> What you should do:
Please put every line of all the records below into a numbered list, skipping blank lines and leaving the pictures out.

> Entries provided:
## START
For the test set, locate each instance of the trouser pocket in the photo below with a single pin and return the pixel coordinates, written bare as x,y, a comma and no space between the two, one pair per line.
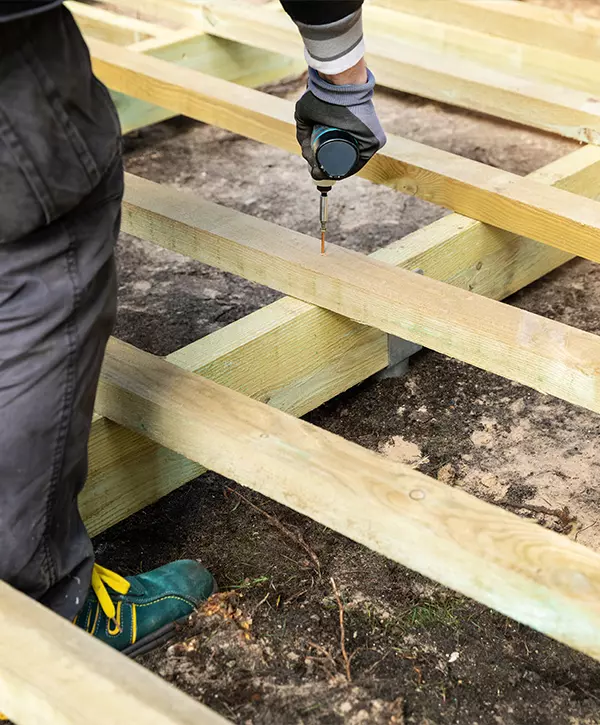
58,129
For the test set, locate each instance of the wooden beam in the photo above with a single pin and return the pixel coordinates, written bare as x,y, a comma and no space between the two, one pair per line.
572,33
553,66
544,354
295,356
241,64
289,354
410,68
536,576
476,190
112,27
52,673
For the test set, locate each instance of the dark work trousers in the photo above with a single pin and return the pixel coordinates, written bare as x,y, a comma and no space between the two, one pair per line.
61,184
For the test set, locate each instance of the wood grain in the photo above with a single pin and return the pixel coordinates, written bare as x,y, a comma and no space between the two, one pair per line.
407,66
52,673
571,32
505,200
295,356
544,354
510,564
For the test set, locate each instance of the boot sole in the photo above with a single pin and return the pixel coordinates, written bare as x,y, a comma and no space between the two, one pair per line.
159,637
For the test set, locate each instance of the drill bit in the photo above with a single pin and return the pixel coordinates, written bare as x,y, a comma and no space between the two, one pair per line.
323,215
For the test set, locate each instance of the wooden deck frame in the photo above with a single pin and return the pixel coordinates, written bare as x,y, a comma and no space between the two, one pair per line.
417,66
52,673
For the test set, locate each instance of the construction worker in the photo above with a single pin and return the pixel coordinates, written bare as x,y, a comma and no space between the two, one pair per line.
61,184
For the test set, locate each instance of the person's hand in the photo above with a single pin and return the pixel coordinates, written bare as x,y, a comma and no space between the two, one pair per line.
343,101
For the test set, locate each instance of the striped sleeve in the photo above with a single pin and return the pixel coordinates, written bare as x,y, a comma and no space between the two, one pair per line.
331,30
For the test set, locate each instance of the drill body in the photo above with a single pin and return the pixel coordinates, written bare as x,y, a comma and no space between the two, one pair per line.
337,154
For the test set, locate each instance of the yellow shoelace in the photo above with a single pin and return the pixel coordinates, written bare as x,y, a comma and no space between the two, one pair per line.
101,578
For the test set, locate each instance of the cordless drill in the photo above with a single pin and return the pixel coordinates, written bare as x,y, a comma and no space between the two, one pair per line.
337,154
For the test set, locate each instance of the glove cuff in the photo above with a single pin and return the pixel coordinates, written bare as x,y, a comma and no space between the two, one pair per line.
348,95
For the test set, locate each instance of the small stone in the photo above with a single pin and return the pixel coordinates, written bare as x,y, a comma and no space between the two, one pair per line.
447,474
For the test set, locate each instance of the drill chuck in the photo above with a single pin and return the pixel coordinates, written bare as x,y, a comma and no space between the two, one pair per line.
336,152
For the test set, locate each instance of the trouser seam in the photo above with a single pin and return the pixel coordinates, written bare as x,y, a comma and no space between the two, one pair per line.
68,403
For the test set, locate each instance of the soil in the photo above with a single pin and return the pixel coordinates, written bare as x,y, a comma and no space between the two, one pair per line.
268,648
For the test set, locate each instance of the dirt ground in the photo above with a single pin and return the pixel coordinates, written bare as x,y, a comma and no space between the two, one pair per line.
268,649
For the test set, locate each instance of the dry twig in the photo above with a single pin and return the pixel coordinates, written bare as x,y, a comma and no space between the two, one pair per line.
295,536
342,630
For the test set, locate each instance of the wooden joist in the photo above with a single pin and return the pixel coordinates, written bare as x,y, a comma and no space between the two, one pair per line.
572,33
551,66
295,356
53,673
408,67
537,577
476,190
544,354
289,354
113,27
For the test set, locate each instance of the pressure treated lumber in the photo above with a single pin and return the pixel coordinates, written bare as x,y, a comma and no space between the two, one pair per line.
513,565
573,33
544,354
517,59
113,27
411,68
278,355
52,673
476,190
241,64
295,356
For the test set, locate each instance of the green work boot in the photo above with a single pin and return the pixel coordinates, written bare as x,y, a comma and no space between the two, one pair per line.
137,614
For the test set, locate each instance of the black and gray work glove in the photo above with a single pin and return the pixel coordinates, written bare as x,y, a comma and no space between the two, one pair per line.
349,108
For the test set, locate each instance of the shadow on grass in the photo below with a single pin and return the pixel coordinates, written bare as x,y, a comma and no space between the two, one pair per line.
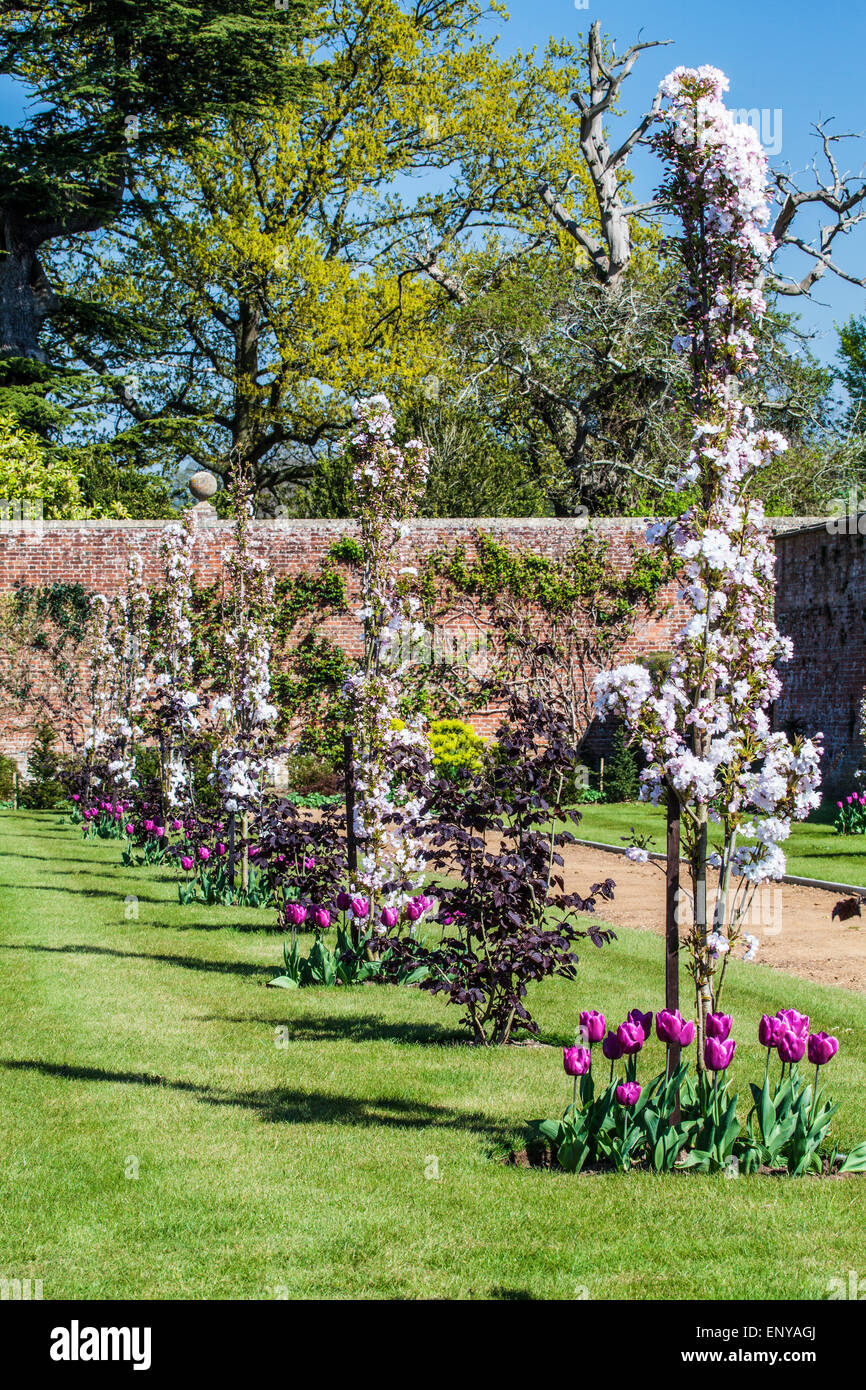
## END
> Exercise solution:
1. For the test set, locate each instance of the trouser pocket in the photo below with a single pin and return the pixel coordinates, written bare as x,y, a comma and no space between the two, one pair per line.
2. 58,129
3. For the test set, locate each instance of the wooden beam in the photo above with a single pin and return the pixel coordinates, written bare as x,y, a comma and no space between the two, one pair per line.
4. 572,33
5. 553,66
6. 544,354
7. 295,356
8. 241,64
9. 289,354
10. 410,68
11. 536,576
12. 476,190
13. 112,27
14. 52,673
15. For the test set, locate each instance of the dark work trousers in the photo above with a single pin and return the pixel coordinates, written bare as x,y, a comma and no space between the two, one pair per line.
16. 61,184
17. For the test set, locate each instance of the wood grain in the photo above with a single pin and return the pixel coordinates, written bare as x,y, a comma and no space between the two, one pair per line.
18. 407,66
19. 52,673
20. 571,32
21. 505,200
22. 295,356
23. 544,354
24. 510,564
25. For the test set, locate each instance of the boot sole in the photo above with a single pin and return the pixel coordinates, written bare as x,y, a comma and no space between the two, one pair per line.
26. 159,637
27. For the test set, locate each instance of the drill bit in the photo above with a single pin and return the pixel coordinates, written bare as x,y, a comma and no space between the two, one pair per line.
28. 323,215
29. For the test set, locate each instance of the wooden deck frame in the photo above with a single pin and return the pixel coordinates, written bare as x,y, a comma and no space between the two, one pair per line.
30. 417,66
31. 52,673
32. For the test set, locate each instance of the construction worker in the photo above with a single pin and return the pixel coordinates, written bare as x,y, a comma and no space between the two, one pair per line.
33. 61,184
34. For the test set, locate each instance of the person's hand in the photo above with a single pin and return the pixel coordinates, written bare as x,y, a comma and no space between the two, one pair per line.
35. 343,101
36. For the test set, locate each instance of the striped sleeve in the photo above with a single pin and return the pixel coordinates, written bare as x,y, a comma and no space between the two, one pair per line.
37. 331,30
38. For the test set, locate each instance of the drill body in the photo above with a single pin and return the pixel coordinates, written bare as x,y, a comma and no space between the two, one pair per line.
39. 337,154
40. For the test set, locate each instance of the yellow shoelace in the photo above with a single pin and return the pixel coordinates, written bare as x,y, a comma and no space between the two, one pair per line.
41. 101,578
42. For the test set, locate each instance of the cordless drill in the photo above with a single pin and return the pixel coordinates, written bare as x,y, a comma and no space between the two, one pair per line.
43. 337,154
44. For the test set, locate each instance of the glove cuff in the photo above with a single pin and return the pixel coordinates, written bare as x,y, a comma and no space between the two, one pair per line.
45. 348,95
46. For the test set, locate each instance of the small stone in the photo above with a single pin and return the pixel coordinates, written bare as x,y, a comma and no space between the two, one pair per line.
47. 447,474
48. For the test set, locate each instance of the drill chuck in the photo above with a single pin and return the pixel coordinates, written bare as x,y, a comma and no space between the two, one pair per line.
49. 336,152
50. For the test set, locate each instance of the trouser seam in the photo above with a single pin and return the pixel coordinates, written bare as x,y, a comma and no space between the two, one pair per line.
51. 68,403
52. For the test set, locate each instance of the soil in the photo above with a single pin and return the pixel coordinates, written bare as x,y, a comma and no space between the two, one pair per line.
53. 268,648
54. For the test set, locate each instance of the dirt ground in the photo above with a single pin and return the pixel coordinates, written bare as x,y, a comma and no space between the two, one pair per line.
55. 268,649
56. For the test set, locate each instance of the dry twig in the photo above with a single pin and return the pixel coordinates, written bare as x,y, a comma and no space between the two, one pair per line.
57. 295,536
58. 342,630
59. For the test set, locate each instance of the wooden joist in the photo above with a single pin and return the pixel coordinates, written bare as x,y, a comma and no space between the two, one pair per line.
60. 572,33
61. 551,66
62. 295,356
63. 53,673
64. 408,67
65. 537,577
66. 476,190
67. 544,354
68. 289,354
69. 113,27
70. For the test set, locate each instance of the pressure treated lumber in the photo above with a single pin and return the pixel coordinates, written bare as x,y, a comma and no space between the two, one pair per line.
71. 513,565
72. 573,33
73. 544,354
74. 517,59
75. 113,27
76. 411,68
77. 278,355
78. 52,673
79. 476,190
80. 241,64
81. 295,356
82. For the test set, locate each instance of the green work boot in the photo above with a single pin and return the pixel coordinates, written bare as x,y, a comma and no space between the two, one pair per line.
83. 137,614
84. For the test set, locate each instance of the black and gray work glove in the photo above with a single pin and return the pixel coordinates, written bare as x,y, a comma and no space between the two, one pair per line.
85. 349,108
86. For the test set, locate each instance of the shadow on grass in the photo below with a single pin and return the pixel coordinates, written bare as x,y, a comma and no space between the two, one pair per line.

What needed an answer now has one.